Each record is to be transcribed in full and exactly.
[[ Available records, beginning ]]
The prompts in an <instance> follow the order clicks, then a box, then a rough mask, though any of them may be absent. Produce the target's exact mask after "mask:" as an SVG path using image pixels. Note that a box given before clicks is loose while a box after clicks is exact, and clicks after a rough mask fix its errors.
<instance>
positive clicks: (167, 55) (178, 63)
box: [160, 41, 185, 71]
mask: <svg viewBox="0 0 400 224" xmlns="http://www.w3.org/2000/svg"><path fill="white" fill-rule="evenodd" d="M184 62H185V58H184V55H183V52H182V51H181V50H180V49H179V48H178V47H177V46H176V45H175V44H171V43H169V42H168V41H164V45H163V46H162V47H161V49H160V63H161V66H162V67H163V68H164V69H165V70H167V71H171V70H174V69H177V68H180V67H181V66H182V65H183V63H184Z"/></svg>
[[ Available records, end ]]
Answer section:
The prompts in an <instance> follow the order clicks, then a box, then a rough mask, though any of them may be absent. Produce the target's exact mask after "mask:" as an SVG path using image pixels. Note that a box given before clicks is loose while a box after clicks is exact, and clicks after a rough mask fix its errors.
<instance>
positive clicks: (167, 55) (178, 63)
box: [160, 41, 185, 71]
mask: <svg viewBox="0 0 400 224" xmlns="http://www.w3.org/2000/svg"><path fill="white" fill-rule="evenodd" d="M184 62H185V58H184V55H183V52H182V51H181V50H180V49H179V48H178V47H177V46H176V45H175V44H171V43H169V42H168V41H164V45H163V46H162V47H161V49H160V63H161V66H162V67H163V68H164V69H165V70H167V71H171V70H174V69H177V68H180V67H181V66H182V65H183V63H184Z"/></svg>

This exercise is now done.